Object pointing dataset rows

— Begin —

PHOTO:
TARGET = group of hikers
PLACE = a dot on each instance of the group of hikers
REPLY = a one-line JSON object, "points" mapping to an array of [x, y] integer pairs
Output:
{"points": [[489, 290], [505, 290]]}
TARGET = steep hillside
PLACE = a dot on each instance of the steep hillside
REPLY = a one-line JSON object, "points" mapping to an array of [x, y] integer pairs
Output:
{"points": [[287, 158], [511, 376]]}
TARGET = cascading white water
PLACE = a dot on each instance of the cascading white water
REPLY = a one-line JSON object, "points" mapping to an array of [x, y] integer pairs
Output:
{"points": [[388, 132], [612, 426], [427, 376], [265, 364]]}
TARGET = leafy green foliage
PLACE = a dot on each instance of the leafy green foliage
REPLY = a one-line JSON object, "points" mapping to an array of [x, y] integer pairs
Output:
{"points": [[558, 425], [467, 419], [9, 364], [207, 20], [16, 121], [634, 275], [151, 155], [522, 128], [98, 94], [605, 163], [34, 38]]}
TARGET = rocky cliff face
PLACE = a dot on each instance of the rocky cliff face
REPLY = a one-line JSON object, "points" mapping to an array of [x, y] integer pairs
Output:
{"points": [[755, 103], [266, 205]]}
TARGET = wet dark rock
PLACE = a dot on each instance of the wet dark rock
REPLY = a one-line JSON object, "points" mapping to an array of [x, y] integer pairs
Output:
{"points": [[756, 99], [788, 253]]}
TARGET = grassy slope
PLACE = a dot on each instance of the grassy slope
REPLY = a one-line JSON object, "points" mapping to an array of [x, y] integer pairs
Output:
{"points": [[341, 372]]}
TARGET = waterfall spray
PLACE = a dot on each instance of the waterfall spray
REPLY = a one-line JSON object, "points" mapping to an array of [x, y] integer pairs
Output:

— End —

Reproduce every one of the rows above, line for line, with no changes.

PHOTO:
TARGET = group of hikers
PLACE = a dot on each instance of the group of hikers
REPLY = a one-line JSON object, "points" mapping to an array of [x, y] integer pairs
Output:
{"points": [[489, 290], [505, 290]]}
TARGET = steep hillside
PLACE = a dot on each instance of the steep hillside
REPLY = a one-line JSON object, "points" mapping to an array of [x, y] integer pairs
Output:
{"points": [[287, 158], [511, 376]]}
TARGET = cascading white water
PLACE = a dot on each instance of the cascading white water
REPLY = a one-line JSON object, "points" mapping to an array of [x, y] integer pairs
Output:
{"points": [[388, 132], [612, 426], [427, 376], [265, 364]]}
TARGET = leafy green foliage
PLACE = a dot on each instance of the leafy green foliage
REPLY = a one-line JSON object, "points" mapping to an array of [x, y] integer pairs
Output:
{"points": [[558, 425], [467, 419], [9, 364], [207, 20], [16, 121], [634, 275], [151, 155], [522, 128], [98, 94], [605, 163], [34, 38]]}
TARGET = rocky cliff face
PLACE = a dot on each instance of the rocky cliff face
REPLY = a one-line JSON object, "points" mapping to an array of [x, y] integer pairs
Output:
{"points": [[755, 103], [266, 205]]}
TARGET = wet dark rock
PLACE = a dot on each instance of the wet dark rock
REPLY = a one-line JSON object, "points" mapping to an array of [x, y] integer pairs
Output:
{"points": [[756, 99], [788, 253]]}
TARGET = grassy slope
PLACE = a dot on each instance of the grassy slope
REPLY = a one-line JSON object, "points" mapping to an array of [x, y] integer pairs
Output:
{"points": [[341, 372]]}
TARGET = waterfall spray
PLACE = a dot on each instance of the waterfall spray
REPLY = a one-line JSON object, "points" mapping to an array of [x, y] integer pairs
Output:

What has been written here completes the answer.